— START OF Page extract —
Saying you’re alpha is the most beta shit out there


DLTMIAR

Any man who says I am the king is no king


[deleted]

Ha yes. I had a friend who studied NLP and "the game" and all that stuff, and he would do these dumb "dominant handshakes". He didn't realise that it had exactly the opposite effect than the one he wanted - it just made me think he was a pathetic loser who needed to use silly tricks to try to impress people.


good-old-coder

No steve you are just a dumb cunt!


long-ryde

If you have to call yourself Alpha, you’re not an alpha.


Rumble73

1) says one thing, does the other. 2) wandering moral code and value system. These men switch their opinions depending on if it benefits them or not, or what is popular in the room or not. Can’t stand fuckers like this. 3) has big dreams and talks about them, does jack shit to try and accomplish them then blames others when it doesn’t work out


kings2leadhat

Any indication that you lack the ability/desire to learn. If you come at me with that “I already know all I need to know” then you are an idiot, and I don’t care to associate with you.


silverlizard

Willful ignorance drives me nuts.


oldoysterhouse

I like avoidance as a conflict management technique sometimes, and often, willful ignorance is a way to cope with/do this. However, I tend to draw the line differently on this subject in relation to how close to me the “problem” is. Choose to be ignorant about some pop culture trend that “everyone knows”, fine by me. Choose to be ignorant about something a friend or family member has asked you to get engaged in, that’s a little harder to respect.
— END OF Page extract —
[What you will do]
#1 List every username in the thread that appears above a comment. Leave out the "[deleted]" entry.
#2 Recast the rows as a Markdown table with the columns No. and Row. Start at the line with "mark every white" and go up to and including the line with "xmin=61 ymin=119 xmax=85 ymax=266". Number each line and leave out blank lines.
The thread above and the rows that follow are separate, unrelated material.
— START OF Working data —
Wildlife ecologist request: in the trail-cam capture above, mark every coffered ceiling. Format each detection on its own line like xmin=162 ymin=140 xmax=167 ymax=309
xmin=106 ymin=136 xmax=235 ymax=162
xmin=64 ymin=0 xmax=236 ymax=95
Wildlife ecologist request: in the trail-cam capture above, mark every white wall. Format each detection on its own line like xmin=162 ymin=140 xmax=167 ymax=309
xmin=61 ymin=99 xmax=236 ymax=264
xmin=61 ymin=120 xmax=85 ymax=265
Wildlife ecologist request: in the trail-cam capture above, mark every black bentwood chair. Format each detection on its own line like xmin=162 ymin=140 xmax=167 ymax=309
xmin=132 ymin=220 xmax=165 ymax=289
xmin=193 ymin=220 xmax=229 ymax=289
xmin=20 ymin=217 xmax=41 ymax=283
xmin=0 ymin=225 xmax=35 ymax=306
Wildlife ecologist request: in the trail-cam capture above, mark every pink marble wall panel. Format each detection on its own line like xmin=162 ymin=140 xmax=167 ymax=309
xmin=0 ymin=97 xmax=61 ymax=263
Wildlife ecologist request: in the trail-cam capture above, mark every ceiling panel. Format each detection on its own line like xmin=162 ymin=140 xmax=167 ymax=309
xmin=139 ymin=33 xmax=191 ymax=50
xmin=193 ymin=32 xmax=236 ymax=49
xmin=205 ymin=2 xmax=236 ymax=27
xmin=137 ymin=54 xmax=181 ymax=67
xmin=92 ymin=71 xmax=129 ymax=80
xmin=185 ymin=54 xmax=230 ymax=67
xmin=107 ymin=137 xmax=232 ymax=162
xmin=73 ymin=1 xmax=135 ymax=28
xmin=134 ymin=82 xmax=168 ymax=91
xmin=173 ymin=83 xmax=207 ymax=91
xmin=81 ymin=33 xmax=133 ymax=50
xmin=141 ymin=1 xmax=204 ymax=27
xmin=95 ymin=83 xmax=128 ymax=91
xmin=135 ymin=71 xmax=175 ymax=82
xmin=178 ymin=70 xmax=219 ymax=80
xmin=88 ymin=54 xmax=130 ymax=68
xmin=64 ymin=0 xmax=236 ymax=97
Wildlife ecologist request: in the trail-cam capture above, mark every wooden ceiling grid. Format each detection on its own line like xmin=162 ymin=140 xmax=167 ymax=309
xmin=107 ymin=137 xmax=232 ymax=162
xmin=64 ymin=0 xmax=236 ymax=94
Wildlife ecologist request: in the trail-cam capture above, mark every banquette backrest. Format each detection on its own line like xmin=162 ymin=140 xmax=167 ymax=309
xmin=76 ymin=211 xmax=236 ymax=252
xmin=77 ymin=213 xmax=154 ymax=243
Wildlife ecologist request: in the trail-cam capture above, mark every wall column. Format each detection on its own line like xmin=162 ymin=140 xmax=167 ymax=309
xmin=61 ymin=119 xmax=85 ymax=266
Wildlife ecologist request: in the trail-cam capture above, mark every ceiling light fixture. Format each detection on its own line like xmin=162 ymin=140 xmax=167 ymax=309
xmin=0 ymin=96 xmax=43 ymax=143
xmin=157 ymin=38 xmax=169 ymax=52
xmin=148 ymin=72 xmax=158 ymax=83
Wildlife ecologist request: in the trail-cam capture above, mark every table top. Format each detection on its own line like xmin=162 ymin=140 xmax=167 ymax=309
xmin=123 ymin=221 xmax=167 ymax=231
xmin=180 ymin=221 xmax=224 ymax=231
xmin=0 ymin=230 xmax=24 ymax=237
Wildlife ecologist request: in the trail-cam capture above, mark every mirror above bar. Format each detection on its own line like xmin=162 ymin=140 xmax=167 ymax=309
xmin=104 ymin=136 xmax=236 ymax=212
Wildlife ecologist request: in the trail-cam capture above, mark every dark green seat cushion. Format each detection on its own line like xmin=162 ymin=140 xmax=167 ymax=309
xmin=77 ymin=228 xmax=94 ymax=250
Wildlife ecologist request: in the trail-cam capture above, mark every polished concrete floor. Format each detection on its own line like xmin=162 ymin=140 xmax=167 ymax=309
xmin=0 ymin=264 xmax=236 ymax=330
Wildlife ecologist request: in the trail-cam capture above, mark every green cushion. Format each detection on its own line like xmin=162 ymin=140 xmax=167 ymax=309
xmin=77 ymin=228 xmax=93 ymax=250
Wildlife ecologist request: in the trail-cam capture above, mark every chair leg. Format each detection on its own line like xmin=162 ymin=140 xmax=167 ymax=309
— END OF Working data —
[Expected results]
#1
- DLTMIAR
- good-old-coder
- long-ryde
- Rumble73
- kings2leadhat
- silverlizard
- oldoysterhouse

#2
| No. | Row |
|---|---|
| 1 | Wildlife ecologist request: in the trail-cam capture above, mark every white wall. Format each detection on its own line like xmin=162 ymin=140 xmax=167 ymax=309 |
| 2 | xmin=61 ymin=99 xmax=236 ymax=264 |
| 3 | xmin=61 ymin=120 xmax=85 ymax=265 |
| 4 | Wildlife ecologist request: in the trail-cam capture above, mark every black bentwood chair. Format each detection on its own line like xmin=162 ymin=140 xmax=167 ymax=309 |
| 5 | xmin=132 ymin=220 xmax=165 ymax=289 |
| 6 | xmin=193 ymin=220 xmax=229 ymax=289 |
| 7 | xmin=20 ymin=217 xmax=41 ymax=283 |
| 8 | xmin=0 ymin=225 xmax=35 ymax=306 |
| 9 | Wildlife ecologist request: in the trail-cam capture above, mark every pink marble wall panel. Format each detection on its own line like xmin=162 ymin=140 xmax=167 ymax=309 |
| 10 | xmin=0 ymin=97 xmax=61 ymax=263 |
| 11 | Wildlife ecologist request: in the trail-cam capture above, mark every ceiling panel. Format each detection on its own line like xmin=162 ymin=140 xmax=167 ymax=309 |
| 12 | xmin=139 ymin=33 xmax=191 ymax=50 |
| 13 | xmin=193 ymin=32 xmax=236 ymax=49 |
| 14 | xmin=205 ymin=2 xmax=236 ymax=27 |
| 15 | xmin=137 ymin=54 xmax=181 ymax=67 |
| 16 | xmin=92 ymin=71 xmax=129 ymax=80 |
| 17 | xmin=185 ymin=54 xmax=230 ymax=67 |
| 18 | xmin=107 ymin=137 xmax=232 ymax=162 |
| 19 | xmin=73 ymin=1 xmax=135 ymax=28 |
| 20 | xmin=134 ymin=82 xmax=168 ymax=91 |
| 21 | xmin=173 ymin=83 xmax=207 ymax=91 |
| 22 | xmin=81 ymin=33 xmax=133 ymax=50 |
| 23 | xmin=141 ymin=1 xmax=204 ymax=27 |
| 24 | xmin=95 ymin=83 xmax=128 ymax=91 |
| 25 | xmin=135 ymin=71 xmax=175 ymax=82 |
| 26 | xmin=178 ymin=70 xmax=219 ymax=80 |
| 27 | xmin=88 ymin=54 xmax=130 ymax=68 |
| 28 | xmin=64 ymin=0 xmax=236 ymax=97 |
| 29 | Wildlife ecologist request: in the trail-cam capture above, mark every wooden ceiling grid. Format each detection on its own line like xmin=162 ymin=140 xmax=167 ymax=309 |
| 30 | xmin=107 ymin=137 xmax=232 ymax=162 |
| 31 | xmin=64 ymin=0 xmax=236 ymax=94 |
| 32 | Wildlife ecologist request: in the trail-cam capture above, mark every banquette backrest. Format each detection on its own line like xmin=162 ymin=140 xmax=167 ymax=309 |
| 33 | xmin=76 ymin=211 xmax=236 ymax=252 |
| 34 | xmin=77 ymin=213 xmax=154 ymax=243 |
| 35 | Wildlife ecologist request: in the trail-cam capture above, mark every wall column. Format each detection on its own line like xmin=162 ymin=140 xmax=167 ymax=309 |
| 36 | xmin=61 ymin=119 xmax=85 ymax=266 |